## What this task involves
Extend the interview transcript on synthetic training data for factory machine learning, picking up right after its final line.

## Document section
* * * * * * * * *

Zachi Mann: Generally, I think that if we are about to launch some new AI or machine learning model that will do some work inside the factory, like detect objects, detect defects or anything – the first challenge that we are faced with is how do we actually collect the data that we need to train because, typically, if we just collect any kind of data off the internet, you can scrape the internet for images and then annotate them, it will be very generic. But probably any model like that will perform not so well in a manufacturing scenario, it has to bring about 99.9% accuracy sometimes. So, we would want to fine-tune any kind of model on probably a smaller set of data samples that are collected from the exact environment where the machine learning model will be deployed. But the problem in manufacturing is that it doesn’t stop, we manufacture all the time. And if you shut down the station just to take images of objects in the real environment, it means a loss of refactoring capacity. Sometimes you have to do it all for hours. It’s always a bit challenging to get that right. If you need to have specialized equipment operator like robotics and so on, so there’s always an additional risk of all sorts of safety issues or damage to the equipment if you need to drive off base on some of the AI algorithm and you didn’t test it or train it first using a digital twin or with synthetic data. So, you will always have to do that in a very secure and safe and slow pace, that poses a lot of challenges because it just slows down the process of collecting this data, sometimes to the point where it’s not actually feasible to do it. So, just looking for a different solution or sometimes replacing that with human labor, humans are typically able to adapt to new situations. An additional challenge is that even if data is collected, so not always the way that it’s getting annotated, it’s done in most of the correct or any correct way. Sometimes annotation work is done by a third-party company or service. Not always that is done according to the right spec. In many cases, it’s very hard to detect when images, for instance, are not annotated correctly and you detect it very late, only after the model doesn’t perform very well. And I think with synthetic data, that problem is really solved because there is perfect information about the scene and the objects. So, a simulator can generate the bounding box, for instance, in very precise, pixel-perfect annotations.

Spencer Acain: That does sound like it would be a big benefit over more traditional methods. So, if this was such a big benefit, and like you said, it’s not all that different from the CAD and system modeling and simulation modeling that has been going on in the past, why are we only starting to see synthetic data being adopted recently, over the last few years?

* * * * * * * * *

## Data rows
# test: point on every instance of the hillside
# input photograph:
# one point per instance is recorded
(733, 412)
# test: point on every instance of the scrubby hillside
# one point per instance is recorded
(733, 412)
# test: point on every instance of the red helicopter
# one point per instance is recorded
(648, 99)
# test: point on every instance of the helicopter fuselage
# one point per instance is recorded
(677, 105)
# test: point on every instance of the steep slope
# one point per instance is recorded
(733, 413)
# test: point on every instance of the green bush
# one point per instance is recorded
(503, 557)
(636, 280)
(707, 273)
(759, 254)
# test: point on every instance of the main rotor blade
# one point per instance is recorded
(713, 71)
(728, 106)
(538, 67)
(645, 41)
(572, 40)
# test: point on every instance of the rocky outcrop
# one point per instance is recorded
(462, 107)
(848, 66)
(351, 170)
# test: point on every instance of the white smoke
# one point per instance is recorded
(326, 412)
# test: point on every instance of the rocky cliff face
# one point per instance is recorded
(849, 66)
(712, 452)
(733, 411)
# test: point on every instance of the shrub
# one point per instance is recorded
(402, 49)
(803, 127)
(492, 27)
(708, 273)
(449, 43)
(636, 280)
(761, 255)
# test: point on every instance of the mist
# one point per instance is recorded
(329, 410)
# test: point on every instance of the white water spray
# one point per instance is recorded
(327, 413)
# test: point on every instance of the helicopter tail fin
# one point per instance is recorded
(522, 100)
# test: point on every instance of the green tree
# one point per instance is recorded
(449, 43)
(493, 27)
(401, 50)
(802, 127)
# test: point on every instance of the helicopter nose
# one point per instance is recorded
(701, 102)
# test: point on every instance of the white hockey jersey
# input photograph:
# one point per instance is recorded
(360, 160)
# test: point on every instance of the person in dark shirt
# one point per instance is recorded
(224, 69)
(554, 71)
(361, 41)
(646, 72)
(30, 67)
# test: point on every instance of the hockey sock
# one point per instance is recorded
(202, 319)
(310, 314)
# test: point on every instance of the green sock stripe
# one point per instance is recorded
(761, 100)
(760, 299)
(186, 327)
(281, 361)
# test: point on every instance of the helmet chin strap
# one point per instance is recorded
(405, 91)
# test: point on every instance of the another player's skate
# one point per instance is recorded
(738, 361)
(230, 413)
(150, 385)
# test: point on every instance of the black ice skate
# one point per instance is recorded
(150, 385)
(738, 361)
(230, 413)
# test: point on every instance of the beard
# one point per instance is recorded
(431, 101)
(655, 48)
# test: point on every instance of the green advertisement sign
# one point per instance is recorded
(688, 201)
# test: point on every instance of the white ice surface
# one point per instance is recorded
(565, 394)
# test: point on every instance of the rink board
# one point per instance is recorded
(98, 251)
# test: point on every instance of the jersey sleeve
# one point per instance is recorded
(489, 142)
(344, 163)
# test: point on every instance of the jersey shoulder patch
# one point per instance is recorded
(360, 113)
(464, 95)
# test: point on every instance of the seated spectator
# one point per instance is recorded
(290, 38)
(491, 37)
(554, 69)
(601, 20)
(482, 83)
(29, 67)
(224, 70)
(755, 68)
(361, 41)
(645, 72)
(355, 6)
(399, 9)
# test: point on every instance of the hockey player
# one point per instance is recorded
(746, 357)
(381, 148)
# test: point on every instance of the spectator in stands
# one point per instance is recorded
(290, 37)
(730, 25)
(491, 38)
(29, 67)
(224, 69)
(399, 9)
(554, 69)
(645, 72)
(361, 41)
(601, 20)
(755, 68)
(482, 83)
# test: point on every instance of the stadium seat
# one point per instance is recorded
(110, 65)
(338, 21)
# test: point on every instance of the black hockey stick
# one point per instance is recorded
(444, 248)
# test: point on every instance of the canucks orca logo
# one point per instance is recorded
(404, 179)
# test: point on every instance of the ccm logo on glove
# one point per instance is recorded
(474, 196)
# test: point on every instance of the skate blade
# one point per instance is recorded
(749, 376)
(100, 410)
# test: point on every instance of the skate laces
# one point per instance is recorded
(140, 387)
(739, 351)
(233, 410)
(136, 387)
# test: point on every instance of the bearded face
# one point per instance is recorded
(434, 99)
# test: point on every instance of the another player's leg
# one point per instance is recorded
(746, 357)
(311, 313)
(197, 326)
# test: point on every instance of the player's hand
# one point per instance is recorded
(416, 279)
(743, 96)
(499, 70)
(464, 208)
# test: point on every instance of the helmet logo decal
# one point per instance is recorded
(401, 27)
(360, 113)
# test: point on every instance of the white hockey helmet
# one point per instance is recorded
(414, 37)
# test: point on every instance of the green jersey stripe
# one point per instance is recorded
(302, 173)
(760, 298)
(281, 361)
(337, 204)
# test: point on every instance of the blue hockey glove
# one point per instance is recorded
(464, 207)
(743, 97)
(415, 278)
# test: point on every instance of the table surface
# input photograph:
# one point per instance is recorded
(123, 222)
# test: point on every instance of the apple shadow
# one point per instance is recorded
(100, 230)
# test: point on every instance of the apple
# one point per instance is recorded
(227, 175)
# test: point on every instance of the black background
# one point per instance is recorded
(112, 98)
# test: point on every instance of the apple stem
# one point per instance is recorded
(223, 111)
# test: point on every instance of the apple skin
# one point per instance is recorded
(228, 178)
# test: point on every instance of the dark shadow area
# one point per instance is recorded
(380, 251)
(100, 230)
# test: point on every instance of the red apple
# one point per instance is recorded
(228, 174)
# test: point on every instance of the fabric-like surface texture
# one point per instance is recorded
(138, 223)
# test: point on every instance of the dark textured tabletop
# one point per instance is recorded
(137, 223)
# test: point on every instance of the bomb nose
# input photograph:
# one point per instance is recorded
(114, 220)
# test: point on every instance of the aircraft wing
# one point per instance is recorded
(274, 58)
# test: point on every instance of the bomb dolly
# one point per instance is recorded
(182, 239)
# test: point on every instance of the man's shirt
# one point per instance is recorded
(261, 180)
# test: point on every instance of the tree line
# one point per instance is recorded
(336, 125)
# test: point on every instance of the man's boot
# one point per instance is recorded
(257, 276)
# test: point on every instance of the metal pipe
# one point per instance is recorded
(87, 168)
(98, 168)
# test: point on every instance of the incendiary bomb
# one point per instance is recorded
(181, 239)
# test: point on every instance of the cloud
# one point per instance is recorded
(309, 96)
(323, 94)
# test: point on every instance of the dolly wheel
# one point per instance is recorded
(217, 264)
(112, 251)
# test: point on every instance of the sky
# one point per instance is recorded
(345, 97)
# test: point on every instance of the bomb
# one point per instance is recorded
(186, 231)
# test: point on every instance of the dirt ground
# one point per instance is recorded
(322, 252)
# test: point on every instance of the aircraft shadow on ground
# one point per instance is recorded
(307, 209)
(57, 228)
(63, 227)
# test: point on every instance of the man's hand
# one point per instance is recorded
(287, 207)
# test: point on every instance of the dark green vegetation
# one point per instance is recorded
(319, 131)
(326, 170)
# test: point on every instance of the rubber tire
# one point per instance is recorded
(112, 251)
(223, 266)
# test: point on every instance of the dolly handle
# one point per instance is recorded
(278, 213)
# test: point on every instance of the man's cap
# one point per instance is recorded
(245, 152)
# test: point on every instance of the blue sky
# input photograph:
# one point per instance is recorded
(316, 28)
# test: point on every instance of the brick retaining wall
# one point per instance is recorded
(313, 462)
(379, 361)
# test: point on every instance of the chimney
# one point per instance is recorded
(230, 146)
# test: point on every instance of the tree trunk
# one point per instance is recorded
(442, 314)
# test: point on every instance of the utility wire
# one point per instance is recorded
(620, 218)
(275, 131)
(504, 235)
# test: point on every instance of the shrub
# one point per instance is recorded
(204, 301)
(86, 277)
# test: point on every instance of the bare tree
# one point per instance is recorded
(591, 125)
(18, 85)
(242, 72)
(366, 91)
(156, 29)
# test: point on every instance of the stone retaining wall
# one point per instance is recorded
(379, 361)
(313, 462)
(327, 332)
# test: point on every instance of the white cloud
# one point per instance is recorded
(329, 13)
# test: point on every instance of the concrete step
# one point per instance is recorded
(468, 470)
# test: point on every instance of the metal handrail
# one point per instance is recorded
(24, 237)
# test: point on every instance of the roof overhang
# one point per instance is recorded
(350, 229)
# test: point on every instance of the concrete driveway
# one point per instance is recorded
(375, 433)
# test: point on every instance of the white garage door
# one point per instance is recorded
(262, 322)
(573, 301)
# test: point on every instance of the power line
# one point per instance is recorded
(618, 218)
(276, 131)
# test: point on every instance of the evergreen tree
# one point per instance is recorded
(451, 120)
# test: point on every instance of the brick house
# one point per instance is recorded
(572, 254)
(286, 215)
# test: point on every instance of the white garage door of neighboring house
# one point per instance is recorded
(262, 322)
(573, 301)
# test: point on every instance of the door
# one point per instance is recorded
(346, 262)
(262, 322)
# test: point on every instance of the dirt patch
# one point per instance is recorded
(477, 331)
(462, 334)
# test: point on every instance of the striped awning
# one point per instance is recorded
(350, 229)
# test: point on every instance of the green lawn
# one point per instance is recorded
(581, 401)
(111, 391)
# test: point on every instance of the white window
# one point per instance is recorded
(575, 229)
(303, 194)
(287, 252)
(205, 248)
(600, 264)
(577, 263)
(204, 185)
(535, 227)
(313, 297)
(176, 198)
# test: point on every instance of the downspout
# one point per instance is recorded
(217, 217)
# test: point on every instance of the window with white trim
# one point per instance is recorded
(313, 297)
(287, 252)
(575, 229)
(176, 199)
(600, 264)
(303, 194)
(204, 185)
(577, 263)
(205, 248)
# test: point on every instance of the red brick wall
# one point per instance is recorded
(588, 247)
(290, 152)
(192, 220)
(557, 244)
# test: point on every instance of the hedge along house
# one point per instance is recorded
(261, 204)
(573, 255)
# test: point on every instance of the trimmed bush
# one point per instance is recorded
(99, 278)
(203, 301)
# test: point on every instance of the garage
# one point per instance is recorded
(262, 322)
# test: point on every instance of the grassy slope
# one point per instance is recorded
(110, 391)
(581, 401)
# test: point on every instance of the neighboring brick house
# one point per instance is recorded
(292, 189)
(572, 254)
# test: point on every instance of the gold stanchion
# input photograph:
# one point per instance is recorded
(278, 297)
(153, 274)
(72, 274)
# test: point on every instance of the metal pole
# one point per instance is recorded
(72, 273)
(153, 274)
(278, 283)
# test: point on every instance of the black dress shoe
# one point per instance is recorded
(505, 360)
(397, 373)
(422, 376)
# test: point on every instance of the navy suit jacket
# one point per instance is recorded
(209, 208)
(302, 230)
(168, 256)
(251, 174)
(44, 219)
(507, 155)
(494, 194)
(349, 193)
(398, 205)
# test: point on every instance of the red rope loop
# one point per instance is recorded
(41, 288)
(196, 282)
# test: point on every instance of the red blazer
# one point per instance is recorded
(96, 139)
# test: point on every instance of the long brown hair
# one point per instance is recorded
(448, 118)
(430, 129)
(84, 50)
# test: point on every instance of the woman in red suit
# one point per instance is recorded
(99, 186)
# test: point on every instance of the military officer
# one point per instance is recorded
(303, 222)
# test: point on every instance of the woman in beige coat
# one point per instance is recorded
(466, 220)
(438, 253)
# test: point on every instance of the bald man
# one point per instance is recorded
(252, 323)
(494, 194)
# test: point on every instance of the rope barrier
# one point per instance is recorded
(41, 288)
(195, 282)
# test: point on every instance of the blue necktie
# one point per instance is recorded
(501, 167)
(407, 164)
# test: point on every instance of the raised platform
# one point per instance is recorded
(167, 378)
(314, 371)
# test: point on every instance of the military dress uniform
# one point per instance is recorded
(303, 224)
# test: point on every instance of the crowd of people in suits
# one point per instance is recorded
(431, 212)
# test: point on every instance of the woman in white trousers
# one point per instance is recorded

* * * * * * * * *

## Exercise answer
Zachi Mann: I think, first of all, there is a search in deep learning techniques that typically require a lot of data. Now, there was the statement by Toyota about this number of hours, millions of hours before you can actually get some kind of AI to drive autonomous cars and so on. And then I think this gave a lot of surge and hype to the use of synthetic data for autonomous driving. But I think that especially for deep learning since now, we have several well-established network architectures that are being reused over and over. So, the algorithms themselves are no longer the challenge; they’re just tools to be used. And now, the data is the new bottleneck; having a clean and good data. I think that Andrew Ng, I think, the professor from Stanford, is promoting this movement about data-centric AI, he’s talking about, actually, now, this is the new big thing; how do you clean the data? How do you make sure that you just use less data, not big data, but the data with good quality that solves the problem at hand? And synthetic data is part of that, it really helps in getting this clean data and up to the spec of what is actually required. And again, the downside is sometimes if you want to have a very exact and accurate data that matches reality in a good way, so sometimes you have to invest more time in creating a more realistic simulation. You have to put the experts in creating 3D walls on that and so on, or get a service company that specializes in these topics. There could also be other approaches, like domain randomization, where you don’t specify exactly the environment, and the tools are actually randomized, a lot of different conditions. And then you can get some synthetic data with which you can train a neural network to perform a task. And it can probably get to some level of accuracy but still miss some cases in the real world. But then you can actually do two steps; you can actually also fine-tune that with a much smaller data set of real images. So, you take a pre-annotate synthetic data trained neural network, and then you find that with some real images but much – less 10% of the original amount. And there are several studies that show that this is actually enough. So, while synthetic data does not eliminate completely the need to collect data, it can significantly reduce this, even without requiring specialized expertise in creating very dedicated or very accurate simulations of the environment.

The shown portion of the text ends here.